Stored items
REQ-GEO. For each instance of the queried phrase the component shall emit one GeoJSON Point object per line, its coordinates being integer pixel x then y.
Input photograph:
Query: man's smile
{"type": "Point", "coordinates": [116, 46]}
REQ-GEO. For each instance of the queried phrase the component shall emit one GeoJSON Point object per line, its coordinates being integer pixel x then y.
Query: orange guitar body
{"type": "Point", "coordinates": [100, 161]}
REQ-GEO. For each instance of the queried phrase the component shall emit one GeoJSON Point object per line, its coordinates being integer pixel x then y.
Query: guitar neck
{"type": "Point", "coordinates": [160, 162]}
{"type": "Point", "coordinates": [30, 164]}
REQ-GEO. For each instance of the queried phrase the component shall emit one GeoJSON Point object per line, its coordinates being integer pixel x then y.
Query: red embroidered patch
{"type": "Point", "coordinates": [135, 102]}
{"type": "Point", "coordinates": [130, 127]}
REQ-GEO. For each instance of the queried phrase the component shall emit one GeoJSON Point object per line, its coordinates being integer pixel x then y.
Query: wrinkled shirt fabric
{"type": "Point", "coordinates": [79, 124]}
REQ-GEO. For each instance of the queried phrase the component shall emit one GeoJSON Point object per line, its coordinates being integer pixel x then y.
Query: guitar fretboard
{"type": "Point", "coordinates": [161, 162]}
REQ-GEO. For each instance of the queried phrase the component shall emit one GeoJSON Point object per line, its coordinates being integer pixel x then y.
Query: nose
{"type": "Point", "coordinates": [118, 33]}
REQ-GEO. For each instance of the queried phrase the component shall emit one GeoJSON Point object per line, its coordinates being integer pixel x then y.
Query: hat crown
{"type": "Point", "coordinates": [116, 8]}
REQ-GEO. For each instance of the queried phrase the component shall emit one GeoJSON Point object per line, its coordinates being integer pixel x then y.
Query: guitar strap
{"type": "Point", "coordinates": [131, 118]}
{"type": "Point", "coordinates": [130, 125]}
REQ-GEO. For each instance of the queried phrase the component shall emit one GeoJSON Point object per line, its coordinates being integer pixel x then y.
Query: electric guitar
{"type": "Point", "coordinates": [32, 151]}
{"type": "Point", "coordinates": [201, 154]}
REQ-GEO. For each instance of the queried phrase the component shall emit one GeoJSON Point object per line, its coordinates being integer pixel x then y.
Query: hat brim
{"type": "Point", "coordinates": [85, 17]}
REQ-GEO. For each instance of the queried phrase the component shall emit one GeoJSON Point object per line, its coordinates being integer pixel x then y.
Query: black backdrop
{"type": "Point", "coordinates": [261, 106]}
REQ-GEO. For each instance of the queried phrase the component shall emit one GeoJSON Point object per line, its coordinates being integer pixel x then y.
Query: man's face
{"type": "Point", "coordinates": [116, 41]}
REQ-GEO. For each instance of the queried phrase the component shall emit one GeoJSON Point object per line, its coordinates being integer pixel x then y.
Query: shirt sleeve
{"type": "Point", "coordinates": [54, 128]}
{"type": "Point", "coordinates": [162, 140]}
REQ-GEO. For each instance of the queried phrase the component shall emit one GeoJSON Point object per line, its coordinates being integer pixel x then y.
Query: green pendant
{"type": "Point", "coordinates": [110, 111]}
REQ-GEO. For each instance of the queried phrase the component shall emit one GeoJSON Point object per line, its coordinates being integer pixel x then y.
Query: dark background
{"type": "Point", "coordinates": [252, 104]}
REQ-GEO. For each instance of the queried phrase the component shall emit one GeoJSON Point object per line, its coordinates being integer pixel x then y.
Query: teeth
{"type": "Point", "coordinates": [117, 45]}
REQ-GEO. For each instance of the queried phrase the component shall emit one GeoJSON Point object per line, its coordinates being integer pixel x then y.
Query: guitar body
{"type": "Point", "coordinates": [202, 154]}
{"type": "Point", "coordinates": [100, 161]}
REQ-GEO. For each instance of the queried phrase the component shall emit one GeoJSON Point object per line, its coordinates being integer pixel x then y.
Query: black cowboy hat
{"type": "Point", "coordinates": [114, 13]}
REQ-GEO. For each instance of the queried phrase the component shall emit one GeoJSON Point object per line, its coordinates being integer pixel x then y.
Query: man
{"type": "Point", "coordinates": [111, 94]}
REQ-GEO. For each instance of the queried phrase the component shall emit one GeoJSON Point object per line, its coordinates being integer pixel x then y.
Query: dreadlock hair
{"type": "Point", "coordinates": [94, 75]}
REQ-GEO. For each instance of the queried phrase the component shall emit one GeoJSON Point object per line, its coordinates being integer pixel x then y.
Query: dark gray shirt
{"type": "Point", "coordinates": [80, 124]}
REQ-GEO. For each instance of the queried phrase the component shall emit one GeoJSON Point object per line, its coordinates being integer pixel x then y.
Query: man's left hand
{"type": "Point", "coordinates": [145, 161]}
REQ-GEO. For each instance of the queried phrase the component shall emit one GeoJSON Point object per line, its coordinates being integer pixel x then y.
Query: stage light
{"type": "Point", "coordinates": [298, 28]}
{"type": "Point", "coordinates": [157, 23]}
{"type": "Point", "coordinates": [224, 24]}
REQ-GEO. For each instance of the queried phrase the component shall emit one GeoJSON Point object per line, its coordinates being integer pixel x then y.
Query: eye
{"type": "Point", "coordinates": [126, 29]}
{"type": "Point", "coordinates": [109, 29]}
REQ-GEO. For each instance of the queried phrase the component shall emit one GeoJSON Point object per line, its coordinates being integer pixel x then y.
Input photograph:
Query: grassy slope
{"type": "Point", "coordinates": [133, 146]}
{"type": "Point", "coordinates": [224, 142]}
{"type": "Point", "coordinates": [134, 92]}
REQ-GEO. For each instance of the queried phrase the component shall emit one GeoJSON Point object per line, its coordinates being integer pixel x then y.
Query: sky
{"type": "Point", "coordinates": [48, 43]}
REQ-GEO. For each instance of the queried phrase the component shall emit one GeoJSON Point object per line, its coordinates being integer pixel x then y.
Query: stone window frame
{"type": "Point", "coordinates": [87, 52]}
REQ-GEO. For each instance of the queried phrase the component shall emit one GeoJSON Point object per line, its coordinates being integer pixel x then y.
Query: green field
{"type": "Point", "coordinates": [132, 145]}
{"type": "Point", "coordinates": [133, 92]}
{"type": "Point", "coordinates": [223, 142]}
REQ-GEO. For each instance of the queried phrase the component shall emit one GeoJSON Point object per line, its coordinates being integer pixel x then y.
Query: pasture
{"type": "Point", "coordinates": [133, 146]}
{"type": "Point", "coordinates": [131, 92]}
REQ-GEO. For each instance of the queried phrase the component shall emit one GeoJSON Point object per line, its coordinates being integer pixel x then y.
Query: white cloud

▶ **Exercise directions**
Print each record again. Nothing may be left out.

▶ **Answer**
REQ-GEO. For each instance of the queried phrase the component shall emit one GeoJSON Point object per line, its coordinates being integer pixel x then y.
Input photograph:
Query: man's smile
{"type": "Point", "coordinates": [116, 46]}
REQ-GEO. For each instance of the queried phrase the component shall emit one GeoJSON Point object per line, its coordinates being integer pixel x then y.
Query: orange guitar body
{"type": "Point", "coordinates": [100, 161]}
REQ-GEO. For each instance of the queried phrase the component shall emit one GeoJSON Point object per line, its coordinates being integer pixel x then y.
Query: guitar neck
{"type": "Point", "coordinates": [160, 162]}
{"type": "Point", "coordinates": [30, 164]}
REQ-GEO. For each instance of the queried phrase the component shall emit one GeoJSON Point object per line, its coordinates being integer pixel x then y.
Query: red embroidered patch
{"type": "Point", "coordinates": [135, 102]}
{"type": "Point", "coordinates": [130, 127]}
REQ-GEO. For each instance of the queried phrase the component shall emit one GeoJSON Point object per line, its coordinates being integer pixel x then y.
Query: wrinkled shirt fabric
{"type": "Point", "coordinates": [79, 124]}
REQ-GEO. For each instance of the queried phrase the component shall emit one GeoJSON Point object per line, its coordinates being integer pixel x then y.
Query: guitar fretboard
{"type": "Point", "coordinates": [161, 162]}
REQ-GEO. For each instance of the queried phrase the component shall emit one GeoJSON Point object per line, its coordinates being integer pixel x then y.
Query: nose
{"type": "Point", "coordinates": [118, 33]}
REQ-GEO. For each instance of the queried phrase the component shall emit one GeoJSON Point object per line, its coordinates being integer pixel x then y.
Query: hat crown
{"type": "Point", "coordinates": [116, 8]}
REQ-GEO. For each instance of the queried phrase the component shall emit one GeoJSON Point object per line, its coordinates being integer pixel x then y.
Query: guitar strap
{"type": "Point", "coordinates": [131, 118]}
{"type": "Point", "coordinates": [130, 125]}
REQ-GEO. For each instance of the queried phrase the component shall emit one GeoJSON Point object per line, its coordinates being integer pixel x then y.
Query: electric guitar
{"type": "Point", "coordinates": [32, 151]}
{"type": "Point", "coordinates": [201, 154]}
REQ-GEO. For each instance of the queried phrase the component shall emit one GeoJSON Point object per line, its coordinates being integer pixel x then y.
Query: hat brim
{"type": "Point", "coordinates": [85, 17]}
REQ-GEO. For each instance of the queried phrase the component shall emit one GeoJSON Point object per line, its coordinates being integer pixel x then y.
Query: black backdrop
{"type": "Point", "coordinates": [261, 106]}
REQ-GEO. For each instance of the queried phrase the component shall emit one GeoJSON Point object per line, its coordinates being integer pixel x then y.
Query: man's face
{"type": "Point", "coordinates": [116, 41]}
REQ-GEO. For each instance of the queried phrase the component shall emit one GeoJSON Point object per line, its coordinates being integer pixel x then y.
Query: shirt sleeve
{"type": "Point", "coordinates": [54, 128]}
{"type": "Point", "coordinates": [162, 140]}
REQ-GEO. For each instance of the queried phrase the component shall emit one GeoJSON Point object per line, its coordinates being integer pixel x then y.
Query: green pendant
{"type": "Point", "coordinates": [110, 111]}
REQ-GEO. For each instance of the queried phrase the component shall emit one GeoJSON Point object per line, its coordinates being integer pixel x then y.
Query: dark background
{"type": "Point", "coordinates": [252, 104]}
REQ-GEO. For each instance of the queried phrase the component shall emit one GeoJSON Point object per line, its coordinates being integer pixel x then y.
Query: teeth
{"type": "Point", "coordinates": [117, 45]}
REQ-GEO. For each instance of the queried phrase the component shall emit one GeoJSON Point object per line, its coordinates being integer pixel x then y.
Query: guitar body
{"type": "Point", "coordinates": [202, 154]}
{"type": "Point", "coordinates": [100, 161]}
REQ-GEO. For each instance of the queried phrase the component shall emit one GeoJSON Point object per line, its coordinates being integer pixel x then y.
Query: black cowboy hat
{"type": "Point", "coordinates": [114, 13]}
REQ-GEO. For each instance of the queried phrase the component shall emit one GeoJSON Point object per line, its coordinates being integer pixel x then y.
Query: man
{"type": "Point", "coordinates": [111, 94]}
REQ-GEO. For each instance of the queried phrase the component shall emit one GeoJSON Point object per line, its coordinates being integer pixel x then y.
Query: dreadlock hair
{"type": "Point", "coordinates": [94, 75]}
REQ-GEO. For each instance of the queried phrase the component shall emit one GeoJSON Point object per line, its coordinates being integer pixel x then y.
Query: dark gray shirt
{"type": "Point", "coordinates": [80, 124]}
REQ-GEO. For each instance of the queried phrase the component shall emit one GeoJSON Point object per line, its coordinates being integer pixel x then y.
Query: man's left hand
{"type": "Point", "coordinates": [145, 161]}
REQ-GEO. For each instance of the queried phrase the component shall emit one GeoJSON Point object per line, its coordinates being integer pixel x then y.
Query: stage light
{"type": "Point", "coordinates": [298, 28]}
{"type": "Point", "coordinates": [157, 23]}
{"type": "Point", "coordinates": [224, 24]}
REQ-GEO. For each instance of the queried phrase the component shall emit one GeoJSON Point object per line, its coordinates being integer pixel x then y.
Query: eye
{"type": "Point", "coordinates": [126, 29]}
{"type": "Point", "coordinates": [109, 29]}
REQ-GEO. For each instance of the queried phrase the component shall emit one GeoJSON Point object per line, its coordinates being integer pixel x then y.
Input photograph:
Query: grassy slope
{"type": "Point", "coordinates": [133, 146]}
{"type": "Point", "coordinates": [224, 142]}
{"type": "Point", "coordinates": [134, 92]}
REQ-GEO. For each instance of the queried phrase the component shall emit one GeoJSON Point object per line, its coordinates being integer pixel x then y.
Query: sky
{"type": "Point", "coordinates": [48, 43]}
REQ-GEO. For each instance of the queried phrase the component shall emit one GeoJSON Point object per line, its coordinates being integer pixel x then y.
Query: stone window frame
{"type": "Point", "coordinates": [87, 52]}
REQ-GEO. For each instance of the queried phrase the component shall emit one GeoJSON Point object per line, its coordinates being integer pixel x then y.
Query: green field
{"type": "Point", "coordinates": [132, 145]}
{"type": "Point", "coordinates": [133, 92]}
{"type": "Point", "coordinates": [223, 142]}
REQ-GEO. For each instance of the queried phrase the component shall emit one GeoJSON Point object per line, its coordinates being integer pixel x then y.
Query: pasture
{"type": "Point", "coordinates": [133, 146]}
{"type": "Point", "coordinates": [131, 92]}
REQ-GEO. For each instance of the queried phrase the component shall emit one GeoJSON Point object per line, its coordinates being integer pixel x then y.
Query: white cloud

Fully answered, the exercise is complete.